● **DATA FOR THIS TASK**:
· · · · · · ·
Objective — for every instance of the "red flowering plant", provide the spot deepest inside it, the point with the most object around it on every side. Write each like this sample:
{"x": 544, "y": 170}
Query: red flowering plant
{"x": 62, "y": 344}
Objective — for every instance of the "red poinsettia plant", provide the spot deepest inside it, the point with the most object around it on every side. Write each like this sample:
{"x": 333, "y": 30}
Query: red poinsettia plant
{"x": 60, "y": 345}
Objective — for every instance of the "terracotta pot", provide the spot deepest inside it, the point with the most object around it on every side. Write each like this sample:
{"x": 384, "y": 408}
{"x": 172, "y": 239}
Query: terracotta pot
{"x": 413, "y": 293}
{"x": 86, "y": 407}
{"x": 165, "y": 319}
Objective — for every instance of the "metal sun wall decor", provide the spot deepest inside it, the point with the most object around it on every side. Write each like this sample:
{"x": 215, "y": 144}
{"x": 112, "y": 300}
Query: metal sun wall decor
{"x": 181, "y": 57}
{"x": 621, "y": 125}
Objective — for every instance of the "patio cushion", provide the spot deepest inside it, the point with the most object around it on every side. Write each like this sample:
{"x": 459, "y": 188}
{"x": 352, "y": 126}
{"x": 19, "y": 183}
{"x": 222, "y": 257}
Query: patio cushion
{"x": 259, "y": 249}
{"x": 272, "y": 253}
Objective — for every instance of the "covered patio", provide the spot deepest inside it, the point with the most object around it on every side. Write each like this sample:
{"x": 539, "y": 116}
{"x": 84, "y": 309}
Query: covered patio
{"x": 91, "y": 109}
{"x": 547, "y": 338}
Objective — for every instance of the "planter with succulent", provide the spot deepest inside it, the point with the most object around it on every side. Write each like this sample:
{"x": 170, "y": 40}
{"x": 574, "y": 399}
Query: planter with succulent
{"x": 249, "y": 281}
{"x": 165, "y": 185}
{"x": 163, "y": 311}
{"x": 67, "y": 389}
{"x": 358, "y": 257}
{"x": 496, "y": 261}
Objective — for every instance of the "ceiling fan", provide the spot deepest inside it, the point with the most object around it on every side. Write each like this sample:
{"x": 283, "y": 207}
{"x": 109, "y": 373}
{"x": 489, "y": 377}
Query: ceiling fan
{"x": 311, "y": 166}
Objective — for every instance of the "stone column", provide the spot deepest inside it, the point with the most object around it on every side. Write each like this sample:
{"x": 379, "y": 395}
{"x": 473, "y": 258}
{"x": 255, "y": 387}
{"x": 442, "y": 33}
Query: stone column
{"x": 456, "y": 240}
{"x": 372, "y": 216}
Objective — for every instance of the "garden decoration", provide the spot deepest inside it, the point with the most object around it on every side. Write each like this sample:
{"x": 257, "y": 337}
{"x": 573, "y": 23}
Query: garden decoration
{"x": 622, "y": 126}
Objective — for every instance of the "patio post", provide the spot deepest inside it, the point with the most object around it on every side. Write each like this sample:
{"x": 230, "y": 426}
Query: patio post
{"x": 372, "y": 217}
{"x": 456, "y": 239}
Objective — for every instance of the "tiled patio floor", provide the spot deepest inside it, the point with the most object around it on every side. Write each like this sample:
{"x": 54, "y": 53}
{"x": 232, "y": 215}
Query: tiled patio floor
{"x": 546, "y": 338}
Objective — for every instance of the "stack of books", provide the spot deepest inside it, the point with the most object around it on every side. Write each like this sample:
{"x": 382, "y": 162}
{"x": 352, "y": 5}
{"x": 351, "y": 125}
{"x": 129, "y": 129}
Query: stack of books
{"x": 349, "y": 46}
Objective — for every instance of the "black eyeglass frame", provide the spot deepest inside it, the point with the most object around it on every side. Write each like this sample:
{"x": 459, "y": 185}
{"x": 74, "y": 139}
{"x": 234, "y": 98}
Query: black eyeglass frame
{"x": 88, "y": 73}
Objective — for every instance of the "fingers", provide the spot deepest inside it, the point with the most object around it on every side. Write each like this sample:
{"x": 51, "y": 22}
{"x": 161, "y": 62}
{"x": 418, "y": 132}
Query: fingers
· · · · · · ·
● **WHAT TO DO**: Every entry must be output again, exactly as written above.

● **REPLY**:
Objective — for every instance of the "red flowering plant", provide the spot deepest inside it, the point with the most object around it on every side. Write each like this sample:
{"x": 544, "y": 170}
Query: red flowering plant
{"x": 62, "y": 344}
Objective — for every instance of the "red poinsettia plant", provide the spot deepest inside it, the point with the most object around it on every side. Write each like this sample:
{"x": 333, "y": 30}
Query: red poinsettia plant
{"x": 60, "y": 345}
Objective — for every instance of the "terracotta pot", provide the spot deepest inside it, the point with the most object around it on every side. Write each like this sample:
{"x": 384, "y": 408}
{"x": 172, "y": 239}
Query: terracotta pot
{"x": 413, "y": 293}
{"x": 86, "y": 407}
{"x": 165, "y": 319}
Objective — for every instance of the "metal sun wall decor", provide the spot deepest inside it, the point with the most object around it on every side. Write each like this sample:
{"x": 215, "y": 144}
{"x": 112, "y": 300}
Query: metal sun wall decor
{"x": 181, "y": 57}
{"x": 621, "y": 125}
Objective — for every instance of the "patio cushion", provide the spot deepest inside it, the point with the most object around it on every side. Write each like this sample:
{"x": 459, "y": 188}
{"x": 352, "y": 126}
{"x": 19, "y": 183}
{"x": 222, "y": 257}
Query: patio cushion
{"x": 259, "y": 249}
{"x": 272, "y": 253}
Objective — for every instance of the "covered patio", provide the spot deepest inside it, the point with the most object around it on every side. Write each like this sample:
{"x": 539, "y": 116}
{"x": 84, "y": 309}
Query: covered patio
{"x": 91, "y": 109}
{"x": 547, "y": 338}
Objective — for every instance of the "planter with succulent", provide the spot deepest inside it, the point with the most object around it on every side. Write each like this sample:
{"x": 170, "y": 40}
{"x": 574, "y": 399}
Query: planter with succulent
{"x": 249, "y": 281}
{"x": 165, "y": 185}
{"x": 163, "y": 311}
{"x": 67, "y": 389}
{"x": 358, "y": 257}
{"x": 496, "y": 261}
Objective — for every instance of the "ceiling fan", provide the spot deepest inside it, the point with the most object around it on every side. Write each like this sample:
{"x": 283, "y": 207}
{"x": 109, "y": 373}
{"x": 489, "y": 377}
Query: ceiling fan
{"x": 311, "y": 166}
Objective — for every instance of the "stone column", provide the spot deepest inside it, the point with the most object around it on every side. Write each like this sample:
{"x": 379, "y": 395}
{"x": 473, "y": 258}
{"x": 255, "y": 387}
{"x": 442, "y": 33}
Query: stone column
{"x": 456, "y": 240}
{"x": 372, "y": 216}
Objective — for every instance of the "garden decoration", provide the spot deepest inside it, the point with the most object around it on every side. Write each like this sample:
{"x": 257, "y": 337}
{"x": 573, "y": 23}
Query: garden decoration
{"x": 622, "y": 126}
Objective — for every instance of the "patio post", provide the spot deepest inside it, the point with the most object around it on every side. Write each like this sample:
{"x": 230, "y": 426}
Query: patio post
{"x": 372, "y": 217}
{"x": 456, "y": 239}
Objective — for every instance of the "tiled patio floor", provide the spot deepest inside it, the point with the most object around it on every side. Write each like this sample:
{"x": 54, "y": 53}
{"x": 232, "y": 215}
Query: tiled patio floor
{"x": 546, "y": 338}
Objective — for every instance of the "stack of books", provide the spot deepest inside it, the point with the most object around it on every side. Write each like this sample:
{"x": 382, "y": 162}
{"x": 352, "y": 5}
{"x": 351, "y": 125}
{"x": 129, "y": 129}
Query: stack of books
{"x": 349, "y": 46}
Objective — for every instance of the "black eyeglass frame", provide the spot deepest inside it, the point with the most object around it on every side. Write each like this sample:
{"x": 459, "y": 185}
{"x": 74, "y": 139}
{"x": 234, "y": 98}
Query: black eyeglass frame
{"x": 88, "y": 73}
Objective — for every instance of the "fingers", provide the spot deepest inside it, the point with the most object around it on every side. Write each like this sample:
{"x": 51, "y": 22}
{"x": 161, "y": 62}
{"x": 418, "y": 132}
Query: fingers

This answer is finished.